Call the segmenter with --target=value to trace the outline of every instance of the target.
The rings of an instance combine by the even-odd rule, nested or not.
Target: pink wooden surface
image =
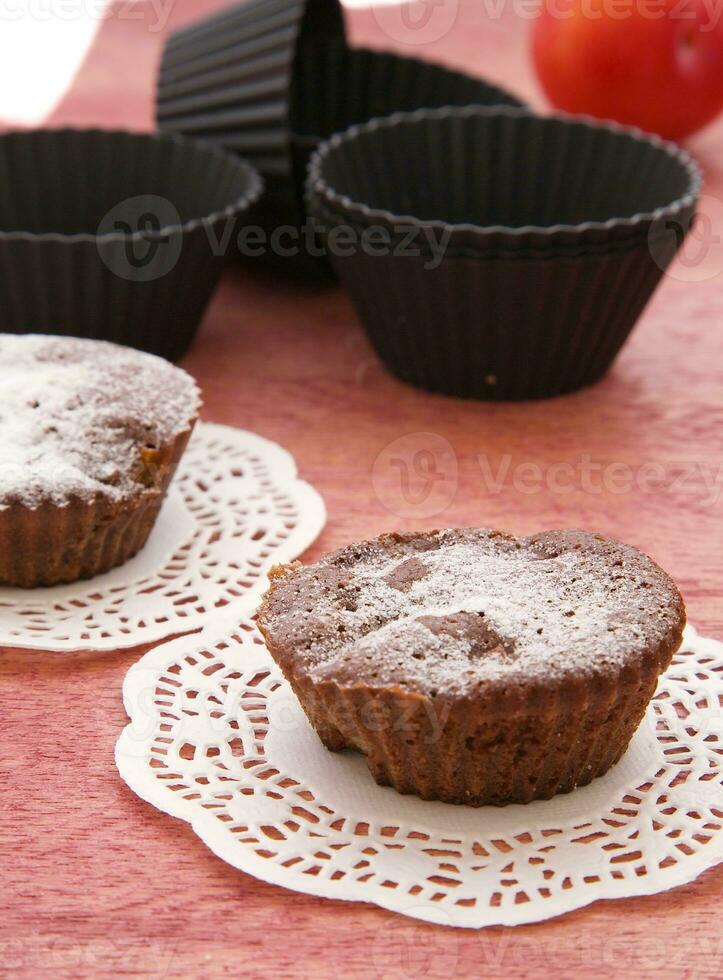
[[[178,0],[170,23],[217,6]],[[104,24],[53,122],[151,126],[162,33],[150,5],[132,8],[140,18],[129,9]],[[464,0],[448,33],[412,53],[537,100],[526,30]],[[353,13],[351,34],[404,48],[369,11]],[[691,148],[723,234],[723,125]],[[650,552],[678,579],[692,621],[723,638],[723,246],[709,242],[691,261],[668,277],[609,377],[566,399],[490,406],[414,391],[379,366],[339,291],[239,267],[185,366],[205,389],[206,419],[278,440],[326,498],[328,527],[310,557],[395,526],[590,527]],[[388,447],[403,437],[397,455],[435,453],[436,508],[401,493]],[[116,774],[121,683],[138,655],[2,651],[0,975],[720,975],[720,870],[668,893],[477,933],[232,870]]]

++++++++++++++++++++

Aim of the task: Repeat the material above in full and exactly, omitting the pictures.

Expected output:
Call the segmenter with --target=value to trace the outline of every instance of the target.
The rings of an instance combine by the even-odd rule, nested or not.
Target: pink wooden surface
image =
[[[178,0],[170,23],[217,6]],[[104,24],[53,122],[151,126],[162,33],[150,5],[132,8],[140,18],[129,9]],[[464,0],[448,33],[412,53],[537,100],[526,30]],[[353,13],[351,34],[404,48],[369,11]],[[691,148],[723,234],[723,125]],[[650,552],[678,579],[692,621],[723,638],[723,246],[709,242],[691,261],[668,277],[609,377],[566,399],[490,406],[414,391],[379,366],[339,291],[239,267],[185,366],[205,389],[206,419],[278,440],[326,498],[328,527],[310,557],[395,526],[590,527]],[[388,447],[403,437],[397,455],[435,453],[436,508],[401,493]],[[116,774],[121,683],[138,655],[2,651],[0,975],[720,975],[720,870],[668,893],[477,933],[232,870]]]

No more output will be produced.